▶ [What you need to do]: Pull out every line of the records below that contains the string "safety", matching case exactly, and copy each one.

▶ [Records supplied]:
*-*-*

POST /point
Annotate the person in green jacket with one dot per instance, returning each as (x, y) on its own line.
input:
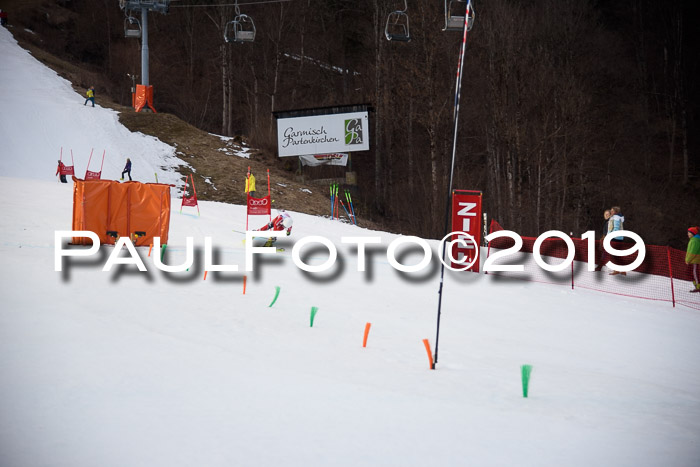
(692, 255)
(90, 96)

*-*-*

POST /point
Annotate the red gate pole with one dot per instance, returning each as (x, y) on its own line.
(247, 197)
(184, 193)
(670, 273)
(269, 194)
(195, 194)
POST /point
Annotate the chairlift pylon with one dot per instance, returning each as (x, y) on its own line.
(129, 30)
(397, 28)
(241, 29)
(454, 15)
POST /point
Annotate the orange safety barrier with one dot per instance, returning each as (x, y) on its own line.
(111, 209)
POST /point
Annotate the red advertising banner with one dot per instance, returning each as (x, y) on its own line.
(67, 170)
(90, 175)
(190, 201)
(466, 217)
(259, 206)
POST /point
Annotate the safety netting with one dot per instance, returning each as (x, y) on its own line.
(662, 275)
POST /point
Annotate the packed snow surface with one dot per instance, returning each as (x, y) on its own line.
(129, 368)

*-*-*

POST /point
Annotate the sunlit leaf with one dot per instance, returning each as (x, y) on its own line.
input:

*-*-*

▶ [Task solution]:
Annotate the orange safety barrier with one dot per instance, returning each as (x, y) on its own line.
Annotate the safety netting with one dot per instance, returning each as (x, y) on its own line.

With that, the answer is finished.